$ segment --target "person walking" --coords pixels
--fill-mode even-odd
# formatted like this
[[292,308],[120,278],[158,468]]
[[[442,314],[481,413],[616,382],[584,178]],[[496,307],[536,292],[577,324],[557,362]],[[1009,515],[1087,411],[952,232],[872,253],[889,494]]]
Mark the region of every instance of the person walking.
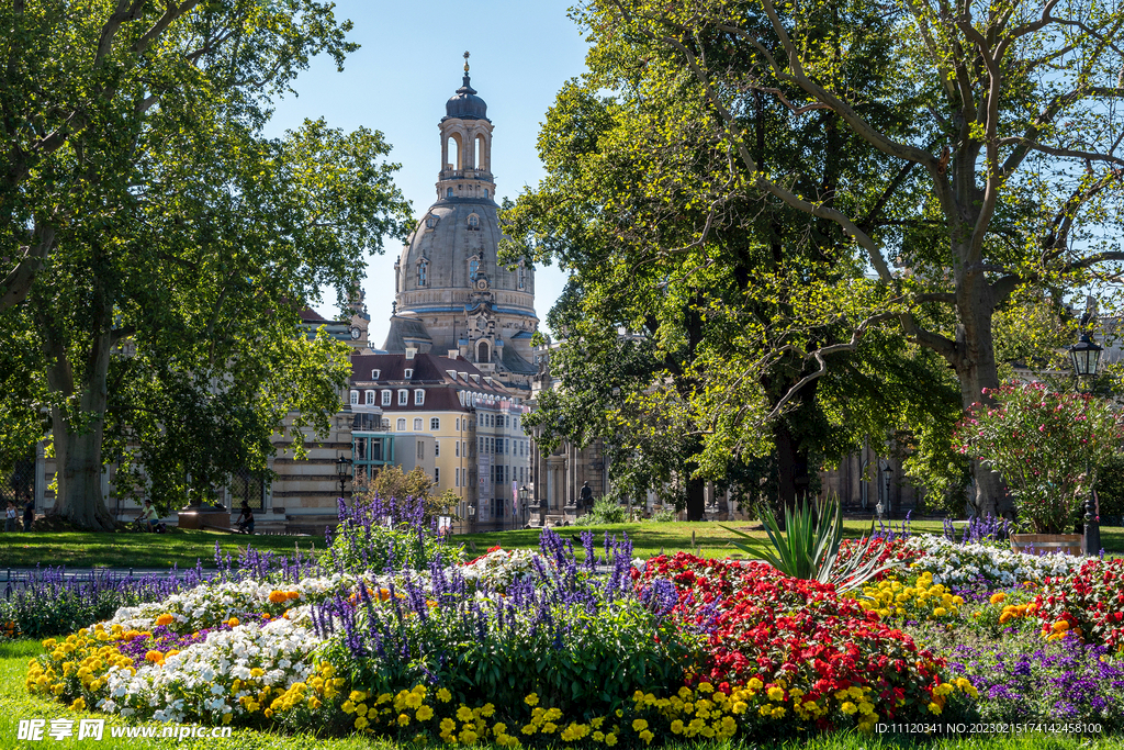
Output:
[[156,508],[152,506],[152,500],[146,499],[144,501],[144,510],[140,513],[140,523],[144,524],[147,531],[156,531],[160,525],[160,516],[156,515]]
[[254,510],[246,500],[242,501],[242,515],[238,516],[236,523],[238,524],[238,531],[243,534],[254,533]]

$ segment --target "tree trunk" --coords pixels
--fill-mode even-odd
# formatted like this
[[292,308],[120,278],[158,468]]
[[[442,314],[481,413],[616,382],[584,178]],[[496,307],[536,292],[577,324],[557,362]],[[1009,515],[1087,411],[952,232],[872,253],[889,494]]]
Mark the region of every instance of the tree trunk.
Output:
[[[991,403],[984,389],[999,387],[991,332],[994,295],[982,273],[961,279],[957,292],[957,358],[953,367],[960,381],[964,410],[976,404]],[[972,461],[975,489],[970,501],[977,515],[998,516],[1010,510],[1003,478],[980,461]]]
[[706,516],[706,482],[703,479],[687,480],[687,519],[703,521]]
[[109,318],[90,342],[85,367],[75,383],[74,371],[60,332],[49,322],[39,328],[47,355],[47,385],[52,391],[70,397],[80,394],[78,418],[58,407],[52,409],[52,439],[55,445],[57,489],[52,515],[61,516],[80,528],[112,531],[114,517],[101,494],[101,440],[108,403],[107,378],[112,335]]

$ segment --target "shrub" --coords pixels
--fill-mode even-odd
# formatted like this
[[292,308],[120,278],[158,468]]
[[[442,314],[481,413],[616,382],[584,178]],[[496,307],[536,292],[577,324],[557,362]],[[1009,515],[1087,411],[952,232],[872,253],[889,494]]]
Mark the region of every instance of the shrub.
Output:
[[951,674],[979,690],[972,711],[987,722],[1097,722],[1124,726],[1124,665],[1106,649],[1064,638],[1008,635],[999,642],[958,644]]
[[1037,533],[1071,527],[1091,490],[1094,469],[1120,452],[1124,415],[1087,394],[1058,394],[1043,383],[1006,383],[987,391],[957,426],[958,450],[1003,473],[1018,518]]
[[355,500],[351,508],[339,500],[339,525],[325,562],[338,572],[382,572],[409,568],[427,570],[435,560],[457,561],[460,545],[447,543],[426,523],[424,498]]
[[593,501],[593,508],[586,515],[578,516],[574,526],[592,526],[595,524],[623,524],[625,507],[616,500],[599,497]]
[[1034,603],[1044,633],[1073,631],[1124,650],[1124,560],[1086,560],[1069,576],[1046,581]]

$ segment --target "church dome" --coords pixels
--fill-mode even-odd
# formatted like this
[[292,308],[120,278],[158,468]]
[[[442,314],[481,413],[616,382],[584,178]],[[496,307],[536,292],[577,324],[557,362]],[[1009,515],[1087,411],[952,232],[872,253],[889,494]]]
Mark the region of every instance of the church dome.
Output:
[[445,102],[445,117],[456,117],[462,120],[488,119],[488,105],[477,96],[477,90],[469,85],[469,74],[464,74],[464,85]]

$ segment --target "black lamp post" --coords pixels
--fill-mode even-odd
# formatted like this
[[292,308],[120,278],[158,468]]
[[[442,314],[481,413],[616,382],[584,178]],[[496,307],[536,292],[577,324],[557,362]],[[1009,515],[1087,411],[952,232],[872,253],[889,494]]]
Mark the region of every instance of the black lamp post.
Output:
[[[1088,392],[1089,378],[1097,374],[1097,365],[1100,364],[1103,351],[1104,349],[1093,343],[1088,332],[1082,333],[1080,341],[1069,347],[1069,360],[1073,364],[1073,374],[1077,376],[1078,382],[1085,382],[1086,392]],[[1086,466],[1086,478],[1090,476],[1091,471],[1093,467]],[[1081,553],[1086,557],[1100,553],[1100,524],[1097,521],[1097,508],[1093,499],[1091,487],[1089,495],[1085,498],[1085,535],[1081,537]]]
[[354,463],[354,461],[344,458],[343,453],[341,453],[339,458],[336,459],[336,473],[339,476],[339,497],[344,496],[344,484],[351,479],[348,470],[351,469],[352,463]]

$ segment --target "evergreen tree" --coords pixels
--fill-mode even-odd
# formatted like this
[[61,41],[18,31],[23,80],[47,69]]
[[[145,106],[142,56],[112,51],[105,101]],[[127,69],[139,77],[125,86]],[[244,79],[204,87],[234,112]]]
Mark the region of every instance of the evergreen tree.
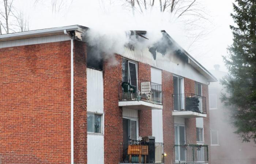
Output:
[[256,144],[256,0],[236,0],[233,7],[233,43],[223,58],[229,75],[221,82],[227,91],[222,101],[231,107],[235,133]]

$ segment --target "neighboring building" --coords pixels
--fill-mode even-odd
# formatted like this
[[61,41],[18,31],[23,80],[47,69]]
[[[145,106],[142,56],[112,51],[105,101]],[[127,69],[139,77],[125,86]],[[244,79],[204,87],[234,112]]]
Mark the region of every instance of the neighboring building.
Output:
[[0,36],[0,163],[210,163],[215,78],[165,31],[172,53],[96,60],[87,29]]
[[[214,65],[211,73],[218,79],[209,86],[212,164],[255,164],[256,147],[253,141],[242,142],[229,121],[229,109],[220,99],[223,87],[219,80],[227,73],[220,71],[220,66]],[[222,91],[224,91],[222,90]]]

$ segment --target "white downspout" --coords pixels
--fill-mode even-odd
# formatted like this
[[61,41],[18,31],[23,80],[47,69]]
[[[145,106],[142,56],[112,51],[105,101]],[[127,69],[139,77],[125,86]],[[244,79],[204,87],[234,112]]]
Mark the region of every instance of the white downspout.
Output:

• THE EXERCISE
Please pull out each line of the material above that contains the string "region", leaving out all other lines.

• EXERCISE SOLUTION
Mark the region of every instance of the person walking.
Mark the region of every instance of the tree trunk.
Mark the region of every instance of the shrub.
Mark the region of every instance of the church dome.
Mark the region of every instance of the black lamp post.
Mark the region of every instance of the evergreen tree.
Mark the region of every instance of the neighboring building.
Mark the region of every instance of the white downspout.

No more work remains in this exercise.